(AIM OF THE EXERCISE): The listing below is to be output in its exact form.

(DATA LINES):
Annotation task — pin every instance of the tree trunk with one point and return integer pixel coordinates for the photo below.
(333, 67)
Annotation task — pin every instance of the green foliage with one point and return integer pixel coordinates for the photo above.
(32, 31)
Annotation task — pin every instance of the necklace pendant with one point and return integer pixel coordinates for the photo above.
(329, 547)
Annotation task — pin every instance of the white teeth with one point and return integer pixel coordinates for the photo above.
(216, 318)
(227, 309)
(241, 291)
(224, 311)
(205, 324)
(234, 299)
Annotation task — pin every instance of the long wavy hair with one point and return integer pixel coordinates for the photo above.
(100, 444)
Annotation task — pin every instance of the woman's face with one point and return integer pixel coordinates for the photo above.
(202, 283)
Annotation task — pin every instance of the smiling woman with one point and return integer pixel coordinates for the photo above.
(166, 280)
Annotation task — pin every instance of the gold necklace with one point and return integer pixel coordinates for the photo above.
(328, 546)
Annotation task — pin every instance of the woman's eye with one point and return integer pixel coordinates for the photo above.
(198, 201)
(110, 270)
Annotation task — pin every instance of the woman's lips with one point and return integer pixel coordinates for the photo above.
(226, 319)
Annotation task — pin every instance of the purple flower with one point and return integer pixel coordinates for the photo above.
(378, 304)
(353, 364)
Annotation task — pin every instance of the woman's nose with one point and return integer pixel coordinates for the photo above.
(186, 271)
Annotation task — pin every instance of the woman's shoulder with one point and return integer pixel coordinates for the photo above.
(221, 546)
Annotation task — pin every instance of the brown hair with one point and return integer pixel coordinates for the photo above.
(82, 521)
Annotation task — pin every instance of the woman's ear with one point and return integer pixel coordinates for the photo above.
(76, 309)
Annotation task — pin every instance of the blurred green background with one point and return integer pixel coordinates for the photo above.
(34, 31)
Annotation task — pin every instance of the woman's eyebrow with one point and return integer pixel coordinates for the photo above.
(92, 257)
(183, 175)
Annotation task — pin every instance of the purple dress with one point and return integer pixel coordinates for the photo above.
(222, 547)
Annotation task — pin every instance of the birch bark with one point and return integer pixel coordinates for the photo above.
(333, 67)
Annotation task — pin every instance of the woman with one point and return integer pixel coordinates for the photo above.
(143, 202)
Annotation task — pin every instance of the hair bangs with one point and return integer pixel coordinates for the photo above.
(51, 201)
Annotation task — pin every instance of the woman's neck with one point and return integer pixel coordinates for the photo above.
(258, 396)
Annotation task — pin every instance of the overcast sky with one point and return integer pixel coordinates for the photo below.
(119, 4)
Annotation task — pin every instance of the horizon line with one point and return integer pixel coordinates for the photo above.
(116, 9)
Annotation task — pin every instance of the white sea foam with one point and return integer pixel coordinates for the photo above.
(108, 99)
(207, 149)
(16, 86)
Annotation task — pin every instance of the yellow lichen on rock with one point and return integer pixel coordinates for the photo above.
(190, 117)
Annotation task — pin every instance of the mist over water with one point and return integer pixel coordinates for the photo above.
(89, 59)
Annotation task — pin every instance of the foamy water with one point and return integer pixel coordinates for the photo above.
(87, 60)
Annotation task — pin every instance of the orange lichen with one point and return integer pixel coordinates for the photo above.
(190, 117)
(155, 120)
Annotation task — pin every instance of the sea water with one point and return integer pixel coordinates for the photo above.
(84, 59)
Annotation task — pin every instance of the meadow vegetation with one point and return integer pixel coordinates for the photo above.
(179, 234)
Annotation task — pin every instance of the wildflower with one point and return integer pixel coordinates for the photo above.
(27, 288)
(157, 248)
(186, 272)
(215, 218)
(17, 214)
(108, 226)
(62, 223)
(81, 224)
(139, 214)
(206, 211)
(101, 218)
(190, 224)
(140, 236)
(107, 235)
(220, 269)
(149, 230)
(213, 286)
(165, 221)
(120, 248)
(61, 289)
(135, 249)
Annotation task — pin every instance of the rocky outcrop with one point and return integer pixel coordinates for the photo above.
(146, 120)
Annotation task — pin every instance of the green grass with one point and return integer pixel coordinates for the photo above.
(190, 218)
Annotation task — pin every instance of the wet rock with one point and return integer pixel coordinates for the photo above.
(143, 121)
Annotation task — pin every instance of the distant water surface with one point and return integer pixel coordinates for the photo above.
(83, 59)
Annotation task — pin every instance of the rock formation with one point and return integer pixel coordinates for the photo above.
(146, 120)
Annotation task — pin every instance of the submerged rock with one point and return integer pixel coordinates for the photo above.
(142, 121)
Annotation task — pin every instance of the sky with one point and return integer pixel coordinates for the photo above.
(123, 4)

(WRITTEN SOLUTION):
Annotation task — pin every instance of the tree trunk with one point and return integer pixel coordinates for the photo below.
(333, 67)
Annotation task — pin every instance of the green foliage with one point and return integer pixel coordinates for the photo above.
(32, 31)
Annotation task — pin every instance of the necklace pendant with one point and return integer pixel coordinates for the photo above.
(329, 547)
Annotation task — pin every instance of the white teeth with one point and return integer pixel coordinates for the photo above.
(216, 318)
(227, 309)
(241, 291)
(224, 311)
(205, 324)
(234, 299)
Annotation task — pin every instance of the long wavy hair with one point and return integer pixel coordinates for the photo above.
(100, 444)
Annotation task — pin every instance of the woman's face with one point and return integer pixel coordinates for the photo above.
(202, 283)
Annotation task — pin every instance of the smiling woman with one point and return integer pixel coordinates for the photo above.
(166, 280)
Annotation task — pin every instance of the gold necklace with one point and return integer pixel coordinates for the photo above.
(328, 546)
Annotation task — pin every instance of the woman's eye with one point and return integer pixel coordinates for the photo above.
(198, 201)
(110, 270)
Annotation task — pin every instance of the woman's lips with one point and return integer pixel coordinates for the photo above.
(226, 319)
Annotation task — pin every instance of the purple flower with one point and return integer pixel coordinates for the photo above.
(378, 304)
(353, 364)
Annotation task — pin every instance of the woman's nose with one point and return integer pixel coordinates for the photo above.
(186, 271)
Annotation task — pin every instance of the woman's shoulder with one point and return integer pixel coordinates for the photo above.
(221, 546)
Annotation task — pin every instance of the brown hair with one point and return integer pixel coordinates for the photo above.
(82, 521)
Annotation task — pin every instance of the woman's ear with one point and return integer pixel coordinates for the photo above.
(76, 309)
Annotation task — pin every instance of the blurred green background with one point and return integer pixel coordinates for the photo above.
(34, 31)
Annotation task — pin every instance of the woman's eyebrow with one point and return integer pixel coordinates for the photo above.
(92, 257)
(183, 175)
Annotation task — pin every instance of the purple dress with one point and return integer pixel coordinates for the photo above.
(222, 547)
Annotation task — pin every instance of the birch bark with one point and return integer pixel coordinates for the photo above.
(333, 67)
Annotation task — pin every instance of the woman with one point and return integer pixel coordinates for the photo above.
(143, 202)
Annotation task — pin every instance of the hair bangs with one point and return integer pixel coordinates for the photo above.
(51, 201)
Annotation task — pin every instance of the woman's neck with one point and return integer pixel coordinates for the photo above.
(258, 396)
Annotation task — pin every instance of the overcast sky with one point and return integer pixel coordinates for the photo below.
(119, 4)
Annotation task — pin every instance of the horizon line with one point and return integer pixel coordinates for the photo above.
(116, 9)
Annotation task — pin every instance of the white sea foam with one point and return integer pixel coordinates for the photo above.
(108, 99)
(207, 149)
(16, 86)
Annotation task — pin every instance of the yellow lichen on rock with one point and return integer pixel coordinates for the photo above.
(190, 117)
Annotation task — pin every instance of the mist over water with one point and return integer pixel coordinates for the photo above.
(89, 59)
Annotation task — pin every instance of the foamy water with one point and return integer pixel coordinates for the photo above.
(87, 60)
Annotation task — pin every instance of the orange lichen with one point and return integer pixel coordinates for the photo above.
(190, 117)
(155, 120)
Annotation task — pin every instance of the sea water with one point and return integer pixel coordinates for the photo above.
(84, 59)
Annotation task — pin every instance of the meadow vegetation with one point and return integer pixel coordinates for the photo above.
(179, 234)
Annotation task — pin every instance of the wildflower with one point and return integer pixel coordinates for the photo above.
(27, 288)
(157, 248)
(186, 272)
(215, 218)
(17, 214)
(108, 226)
(62, 223)
(81, 224)
(139, 214)
(206, 211)
(101, 218)
(190, 224)
(140, 236)
(107, 235)
(220, 269)
(149, 230)
(213, 286)
(165, 221)
(120, 248)
(61, 289)
(135, 249)
Annotation task — pin every instance of the rocky outcrop with one point and return integer pixel coordinates for the photo above.
(146, 120)
Annotation task — pin every instance of the green grass with one point and return integer pixel coordinates for the photo above.
(190, 218)
Annotation task — pin every instance of the wet rock with one point and return integer pixel coordinates for the photo above.
(143, 121)
Annotation task — pin every instance of the distant water surface with one point and return integer pixel coordinates for the photo above.
(83, 59)
Annotation task — pin every instance of the rock formation with one point and return integer pixel coordinates for the photo above.
(146, 120)
Annotation task — pin every instance of the submerged rock with one point and return integer pixel coordinates for the photo above.
(142, 121)
Annotation task — pin every instance of the sky with one point and return integer pixel coordinates for the photo above.
(123, 4)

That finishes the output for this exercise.